» Obiettivo dell'attività:
Stampa senza modifiche il passo dell'articolo sull'empatia da "Simonetta Sciandivasci" a "questo sentimento popolare.".

» Documento:
Juliette Binoche

La grande bufala dell'empatia che risolve tutti i nostri problemi

Simonetta Sciandivasci
Vivere lo stesso trauma non ti rende meno cinico. Un test. Il magazine Quartz, dopo aver rilevato che aziende come Virgin ed Apple studiano la maniera migliore per stabilire un rapporto empatico tanto con i clienti quanto tra dipendenti e manager, ha condotto ben cinque indagini sui meccanismi profondi di questo sentimento popolare.

"Ho subito un danno. Le persone danneggiate sono pericolose: sanno di poter sopravvivere”, dice Anna Barton – una raggelante Juliette Binoche – nel film “Il danno” (1992). Lei, però, era l’amante del padre del suo fidanzato, che morì poco dopo aver scoperto il pasticciaccio: cerchiamo uno sponsor più rassicurante. Il customer care, per esempio, che negli Stati Uniti è la nuova antropologia e ultimamente sta interrogandosi su senso e implicazioni dell’empatia. Il magazine Quartz, dopo aver rilevato che al centro dell’attenzione di aziende come Virgin ed Apple c’è lo studio della maniera migliore per stabilire un rapporto empatico tanto con i clienti quanto tra dipendenti e manager, ha condotto ben cinque indagini sui meccanismi profondi di questo sentimento popolare (Forbes lo ha definito “di inestimabile valore per il business” e la Harvard Business Review “una skill che dovrebbe essere richiesta sia al cda che al commesso”). Risultato: tra un ragazzo di vita e uno sdraiato, tra la vittima e l’illeso, tra il traumatizzato e il non traumatizzato, a essere più capaci di empatia sono lo sdraiato, l’illeso e il non traumatizzato. Non si tratta del rovesciamento dialettico carburato dalla rivalsa, che trasforma la vittima in carnefice, perché il punto è quello di Juliette Binoche: chi ha subìto un danno e si è rialzato, ridurrà drasticamente la sua capacità di provare pietà e compassione per gli altri, proprio perché ha sperimentato sulla sua pelle che è possibile rimettersi in sesto. Inoltre, sottolinea Quartz, a ridurre la pietà e la compassione dei danneggiati, contribuisce un altro fattore, umanissimo: l’oblio. Di tutto il dolore che abbiamo creduto di soffrire da giovani, scriveva Aldo Busi nell’incipit del suo “Seminario sulla gioventù”, non resta che “un risolino di stupore, stupore di essercela presa per così poco”. Lo sappiamo bene: tradiamo il bambino per l’uomo non solo quando ci iscriviamo a Economia anziché a Filosofia, ma anche quando liquidiamo le pene di amor perduto di un adolescente, ripetendogli che passeranno e che i veri problemi della vita cominciano quando si apre una partita Iva.

(Voci di etichettatura della posizione degli oggetti)
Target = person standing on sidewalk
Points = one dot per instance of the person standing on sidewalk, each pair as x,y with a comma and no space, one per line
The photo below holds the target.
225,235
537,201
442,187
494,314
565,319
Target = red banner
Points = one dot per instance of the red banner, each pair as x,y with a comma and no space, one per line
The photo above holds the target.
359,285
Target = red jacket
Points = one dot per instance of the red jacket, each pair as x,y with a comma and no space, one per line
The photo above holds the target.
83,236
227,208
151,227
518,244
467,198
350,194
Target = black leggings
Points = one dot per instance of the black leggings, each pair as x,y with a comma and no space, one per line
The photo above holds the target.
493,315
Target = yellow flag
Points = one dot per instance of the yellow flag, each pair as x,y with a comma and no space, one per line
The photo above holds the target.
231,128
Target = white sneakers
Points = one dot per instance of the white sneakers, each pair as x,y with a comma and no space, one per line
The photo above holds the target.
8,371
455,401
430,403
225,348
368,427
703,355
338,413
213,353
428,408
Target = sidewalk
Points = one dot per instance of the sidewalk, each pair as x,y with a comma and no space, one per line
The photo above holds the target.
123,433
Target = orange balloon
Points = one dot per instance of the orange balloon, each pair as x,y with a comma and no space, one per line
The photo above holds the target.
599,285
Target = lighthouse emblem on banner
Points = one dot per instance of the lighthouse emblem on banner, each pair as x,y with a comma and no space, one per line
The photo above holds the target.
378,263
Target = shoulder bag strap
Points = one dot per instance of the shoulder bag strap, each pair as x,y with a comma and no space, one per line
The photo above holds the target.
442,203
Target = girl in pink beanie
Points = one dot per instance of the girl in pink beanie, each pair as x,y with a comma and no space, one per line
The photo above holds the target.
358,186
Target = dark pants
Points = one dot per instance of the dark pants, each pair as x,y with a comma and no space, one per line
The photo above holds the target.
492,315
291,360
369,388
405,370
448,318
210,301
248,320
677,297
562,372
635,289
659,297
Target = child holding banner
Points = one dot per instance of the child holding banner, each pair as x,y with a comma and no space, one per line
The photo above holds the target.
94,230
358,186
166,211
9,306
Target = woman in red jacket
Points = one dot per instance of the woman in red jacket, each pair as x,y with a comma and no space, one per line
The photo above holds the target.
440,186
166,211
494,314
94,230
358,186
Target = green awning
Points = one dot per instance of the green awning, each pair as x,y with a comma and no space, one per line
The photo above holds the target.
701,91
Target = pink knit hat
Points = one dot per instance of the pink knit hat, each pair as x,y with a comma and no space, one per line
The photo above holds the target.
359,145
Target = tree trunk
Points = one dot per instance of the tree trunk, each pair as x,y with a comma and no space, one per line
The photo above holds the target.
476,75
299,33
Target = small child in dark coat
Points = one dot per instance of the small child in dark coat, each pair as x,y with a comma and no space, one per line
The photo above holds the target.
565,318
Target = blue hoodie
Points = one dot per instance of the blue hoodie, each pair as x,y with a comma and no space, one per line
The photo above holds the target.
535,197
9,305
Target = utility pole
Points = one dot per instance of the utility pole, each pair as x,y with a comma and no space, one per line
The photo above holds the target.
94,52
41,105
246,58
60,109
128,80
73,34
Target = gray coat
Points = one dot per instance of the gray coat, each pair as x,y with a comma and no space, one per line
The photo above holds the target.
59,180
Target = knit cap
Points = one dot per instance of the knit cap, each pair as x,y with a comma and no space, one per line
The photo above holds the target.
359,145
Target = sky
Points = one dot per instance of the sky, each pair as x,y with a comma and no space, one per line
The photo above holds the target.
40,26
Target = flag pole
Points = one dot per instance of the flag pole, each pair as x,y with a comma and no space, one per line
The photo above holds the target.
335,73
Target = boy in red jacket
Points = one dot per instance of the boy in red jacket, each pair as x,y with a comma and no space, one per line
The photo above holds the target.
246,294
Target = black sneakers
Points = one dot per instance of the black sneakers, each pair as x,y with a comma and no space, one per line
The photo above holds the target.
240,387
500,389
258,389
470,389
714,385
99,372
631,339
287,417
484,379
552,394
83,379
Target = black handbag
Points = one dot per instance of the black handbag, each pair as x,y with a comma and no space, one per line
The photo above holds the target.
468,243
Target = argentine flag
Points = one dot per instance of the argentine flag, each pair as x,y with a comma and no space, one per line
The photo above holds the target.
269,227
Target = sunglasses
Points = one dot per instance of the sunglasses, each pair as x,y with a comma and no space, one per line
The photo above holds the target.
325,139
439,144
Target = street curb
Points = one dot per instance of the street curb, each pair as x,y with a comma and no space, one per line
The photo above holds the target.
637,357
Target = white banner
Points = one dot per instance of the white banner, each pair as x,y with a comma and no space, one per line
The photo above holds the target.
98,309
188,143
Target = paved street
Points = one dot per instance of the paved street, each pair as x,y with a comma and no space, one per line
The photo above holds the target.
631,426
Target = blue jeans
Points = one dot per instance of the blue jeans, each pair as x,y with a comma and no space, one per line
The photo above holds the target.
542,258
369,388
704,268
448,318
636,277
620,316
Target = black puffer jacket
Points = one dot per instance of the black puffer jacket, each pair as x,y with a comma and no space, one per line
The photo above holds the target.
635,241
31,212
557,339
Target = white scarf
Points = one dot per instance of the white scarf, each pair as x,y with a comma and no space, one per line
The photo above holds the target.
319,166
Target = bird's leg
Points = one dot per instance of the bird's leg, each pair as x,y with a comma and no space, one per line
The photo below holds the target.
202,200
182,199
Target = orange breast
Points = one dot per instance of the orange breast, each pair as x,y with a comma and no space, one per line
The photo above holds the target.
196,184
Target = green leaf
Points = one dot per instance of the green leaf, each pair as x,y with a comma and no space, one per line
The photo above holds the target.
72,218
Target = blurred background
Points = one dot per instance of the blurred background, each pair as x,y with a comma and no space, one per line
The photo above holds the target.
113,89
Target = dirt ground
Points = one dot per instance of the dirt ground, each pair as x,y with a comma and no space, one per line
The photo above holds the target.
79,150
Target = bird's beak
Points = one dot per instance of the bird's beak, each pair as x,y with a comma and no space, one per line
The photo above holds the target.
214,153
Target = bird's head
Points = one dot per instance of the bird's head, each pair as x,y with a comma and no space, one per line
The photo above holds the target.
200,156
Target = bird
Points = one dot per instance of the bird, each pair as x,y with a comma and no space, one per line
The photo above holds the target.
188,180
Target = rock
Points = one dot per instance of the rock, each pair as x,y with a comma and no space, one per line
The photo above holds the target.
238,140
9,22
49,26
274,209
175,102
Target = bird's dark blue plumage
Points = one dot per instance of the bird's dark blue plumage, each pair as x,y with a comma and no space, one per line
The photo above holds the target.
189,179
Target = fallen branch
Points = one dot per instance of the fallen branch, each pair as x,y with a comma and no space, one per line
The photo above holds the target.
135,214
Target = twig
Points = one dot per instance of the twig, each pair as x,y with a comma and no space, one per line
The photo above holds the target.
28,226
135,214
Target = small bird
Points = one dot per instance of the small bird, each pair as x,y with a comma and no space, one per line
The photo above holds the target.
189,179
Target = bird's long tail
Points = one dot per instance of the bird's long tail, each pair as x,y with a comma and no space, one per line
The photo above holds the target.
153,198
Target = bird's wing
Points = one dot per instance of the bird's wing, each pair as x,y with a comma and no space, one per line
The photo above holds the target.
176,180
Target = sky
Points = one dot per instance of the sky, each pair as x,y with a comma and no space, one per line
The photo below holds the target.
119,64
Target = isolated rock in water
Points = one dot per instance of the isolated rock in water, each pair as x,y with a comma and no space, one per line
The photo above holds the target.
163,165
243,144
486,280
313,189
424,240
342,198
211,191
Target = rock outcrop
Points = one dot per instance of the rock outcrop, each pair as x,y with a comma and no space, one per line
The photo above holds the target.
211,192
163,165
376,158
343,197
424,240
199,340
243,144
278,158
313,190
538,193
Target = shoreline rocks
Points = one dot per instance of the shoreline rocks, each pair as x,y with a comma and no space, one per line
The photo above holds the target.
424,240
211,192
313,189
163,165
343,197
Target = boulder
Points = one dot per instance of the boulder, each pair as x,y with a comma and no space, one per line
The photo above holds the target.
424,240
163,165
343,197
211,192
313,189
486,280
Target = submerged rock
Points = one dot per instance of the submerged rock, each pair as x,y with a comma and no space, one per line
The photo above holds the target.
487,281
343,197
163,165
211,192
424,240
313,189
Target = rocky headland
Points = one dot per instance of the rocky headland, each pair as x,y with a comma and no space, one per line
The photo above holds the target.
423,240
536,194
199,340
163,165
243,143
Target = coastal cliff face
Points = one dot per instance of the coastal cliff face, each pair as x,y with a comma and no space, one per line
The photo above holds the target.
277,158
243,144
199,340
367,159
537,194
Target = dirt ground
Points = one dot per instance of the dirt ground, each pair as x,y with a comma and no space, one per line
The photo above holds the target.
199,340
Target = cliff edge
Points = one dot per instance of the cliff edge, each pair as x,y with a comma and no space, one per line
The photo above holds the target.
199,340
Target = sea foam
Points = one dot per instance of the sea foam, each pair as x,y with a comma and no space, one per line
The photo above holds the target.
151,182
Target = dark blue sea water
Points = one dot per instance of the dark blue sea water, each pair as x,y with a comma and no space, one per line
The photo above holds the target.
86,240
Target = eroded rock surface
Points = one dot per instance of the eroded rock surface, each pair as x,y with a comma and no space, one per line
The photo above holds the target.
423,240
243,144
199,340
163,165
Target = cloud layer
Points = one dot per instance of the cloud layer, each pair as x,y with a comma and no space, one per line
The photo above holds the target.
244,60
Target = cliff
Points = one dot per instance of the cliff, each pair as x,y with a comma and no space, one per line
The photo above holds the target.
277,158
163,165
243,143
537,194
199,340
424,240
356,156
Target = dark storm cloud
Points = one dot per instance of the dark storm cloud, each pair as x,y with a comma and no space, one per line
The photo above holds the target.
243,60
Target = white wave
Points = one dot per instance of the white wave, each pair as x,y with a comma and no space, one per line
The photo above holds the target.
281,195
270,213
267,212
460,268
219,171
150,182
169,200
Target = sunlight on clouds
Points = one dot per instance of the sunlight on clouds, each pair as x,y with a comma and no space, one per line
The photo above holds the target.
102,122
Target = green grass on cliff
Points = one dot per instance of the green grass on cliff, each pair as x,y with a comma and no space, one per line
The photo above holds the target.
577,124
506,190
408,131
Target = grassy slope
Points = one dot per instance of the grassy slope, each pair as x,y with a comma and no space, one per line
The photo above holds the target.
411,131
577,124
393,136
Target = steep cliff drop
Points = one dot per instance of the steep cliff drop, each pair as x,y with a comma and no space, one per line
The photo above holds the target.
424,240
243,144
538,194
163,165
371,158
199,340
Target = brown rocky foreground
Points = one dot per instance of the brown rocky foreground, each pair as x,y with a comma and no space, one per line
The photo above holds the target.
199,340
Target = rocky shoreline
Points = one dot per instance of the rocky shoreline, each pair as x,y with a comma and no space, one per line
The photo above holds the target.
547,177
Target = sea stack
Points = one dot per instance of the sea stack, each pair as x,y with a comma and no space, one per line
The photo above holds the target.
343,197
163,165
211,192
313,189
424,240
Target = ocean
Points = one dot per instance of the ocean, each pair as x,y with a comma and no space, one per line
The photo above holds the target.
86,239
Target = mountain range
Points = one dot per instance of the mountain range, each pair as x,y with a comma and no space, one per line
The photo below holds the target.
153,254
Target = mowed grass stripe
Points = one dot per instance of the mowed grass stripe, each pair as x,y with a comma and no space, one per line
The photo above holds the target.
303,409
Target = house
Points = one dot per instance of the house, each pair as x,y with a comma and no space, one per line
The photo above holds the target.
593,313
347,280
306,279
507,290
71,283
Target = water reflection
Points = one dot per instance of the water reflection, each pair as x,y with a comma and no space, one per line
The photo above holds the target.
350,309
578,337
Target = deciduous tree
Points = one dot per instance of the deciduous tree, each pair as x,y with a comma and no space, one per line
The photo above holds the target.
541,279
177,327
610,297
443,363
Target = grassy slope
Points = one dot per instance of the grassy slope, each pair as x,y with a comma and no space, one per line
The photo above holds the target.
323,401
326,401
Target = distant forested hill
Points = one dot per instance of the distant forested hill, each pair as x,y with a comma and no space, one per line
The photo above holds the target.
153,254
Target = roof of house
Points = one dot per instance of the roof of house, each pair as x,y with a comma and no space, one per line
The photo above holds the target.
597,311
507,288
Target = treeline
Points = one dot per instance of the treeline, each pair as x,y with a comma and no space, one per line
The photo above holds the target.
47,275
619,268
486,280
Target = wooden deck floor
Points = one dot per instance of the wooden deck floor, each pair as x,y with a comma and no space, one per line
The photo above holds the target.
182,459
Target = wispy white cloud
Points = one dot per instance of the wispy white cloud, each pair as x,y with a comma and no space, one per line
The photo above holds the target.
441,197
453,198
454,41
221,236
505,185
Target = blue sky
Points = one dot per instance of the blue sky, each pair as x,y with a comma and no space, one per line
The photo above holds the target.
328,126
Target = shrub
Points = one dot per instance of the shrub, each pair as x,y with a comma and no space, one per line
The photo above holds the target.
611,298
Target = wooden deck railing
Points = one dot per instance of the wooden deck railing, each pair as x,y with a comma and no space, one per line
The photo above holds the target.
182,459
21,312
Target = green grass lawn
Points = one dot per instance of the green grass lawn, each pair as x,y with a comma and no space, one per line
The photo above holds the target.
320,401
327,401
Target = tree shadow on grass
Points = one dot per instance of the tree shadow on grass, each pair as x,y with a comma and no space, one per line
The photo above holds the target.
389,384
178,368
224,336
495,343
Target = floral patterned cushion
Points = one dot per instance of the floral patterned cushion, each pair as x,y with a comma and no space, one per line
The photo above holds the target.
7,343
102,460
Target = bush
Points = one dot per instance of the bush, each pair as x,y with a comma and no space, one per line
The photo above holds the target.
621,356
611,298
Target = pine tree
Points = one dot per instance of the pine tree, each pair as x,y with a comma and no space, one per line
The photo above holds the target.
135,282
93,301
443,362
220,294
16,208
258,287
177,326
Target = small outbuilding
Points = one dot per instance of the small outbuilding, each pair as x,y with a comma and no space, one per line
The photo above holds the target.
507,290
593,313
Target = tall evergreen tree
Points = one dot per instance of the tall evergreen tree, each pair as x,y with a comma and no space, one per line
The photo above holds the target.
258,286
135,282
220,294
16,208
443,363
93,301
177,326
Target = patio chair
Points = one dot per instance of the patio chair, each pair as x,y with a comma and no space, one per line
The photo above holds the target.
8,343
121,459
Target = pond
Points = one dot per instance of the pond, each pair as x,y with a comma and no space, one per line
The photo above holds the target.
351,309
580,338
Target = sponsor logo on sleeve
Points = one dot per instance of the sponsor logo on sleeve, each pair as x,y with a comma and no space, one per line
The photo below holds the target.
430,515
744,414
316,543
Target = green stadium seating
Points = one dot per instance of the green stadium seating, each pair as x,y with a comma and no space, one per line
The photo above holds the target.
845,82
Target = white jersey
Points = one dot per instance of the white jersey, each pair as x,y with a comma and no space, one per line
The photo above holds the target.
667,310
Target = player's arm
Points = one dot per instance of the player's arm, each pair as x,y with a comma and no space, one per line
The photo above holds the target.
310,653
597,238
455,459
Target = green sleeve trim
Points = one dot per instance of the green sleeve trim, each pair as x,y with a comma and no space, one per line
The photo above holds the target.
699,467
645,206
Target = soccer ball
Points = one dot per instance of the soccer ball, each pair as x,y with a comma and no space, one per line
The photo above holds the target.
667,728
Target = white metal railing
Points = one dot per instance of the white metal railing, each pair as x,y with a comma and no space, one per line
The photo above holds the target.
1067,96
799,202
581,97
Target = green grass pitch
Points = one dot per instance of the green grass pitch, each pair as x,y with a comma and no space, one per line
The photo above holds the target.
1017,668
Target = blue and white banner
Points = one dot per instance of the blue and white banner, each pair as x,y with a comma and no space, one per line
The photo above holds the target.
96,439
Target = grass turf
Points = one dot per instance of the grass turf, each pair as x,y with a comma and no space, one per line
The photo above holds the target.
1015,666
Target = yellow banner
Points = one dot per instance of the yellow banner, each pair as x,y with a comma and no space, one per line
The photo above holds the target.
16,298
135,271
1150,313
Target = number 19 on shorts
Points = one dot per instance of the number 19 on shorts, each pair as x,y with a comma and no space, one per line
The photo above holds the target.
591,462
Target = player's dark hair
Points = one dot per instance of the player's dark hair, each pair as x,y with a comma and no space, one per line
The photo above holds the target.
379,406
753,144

» Soluzione:
Simonetta Sciandivasci
Vivere lo stesso trauma non ti rende meno cinico. Un test. Il magazine Quartz, dopo aver rilevato che aziende come Virgin ed Apple studiano la maniera migliore per stabilire un rapporto empatico tanto con i clienti quanto tra dipendenti e manager, ha condotto ben cinque indagini sui meccanismi profondi di questo sentimento popolare.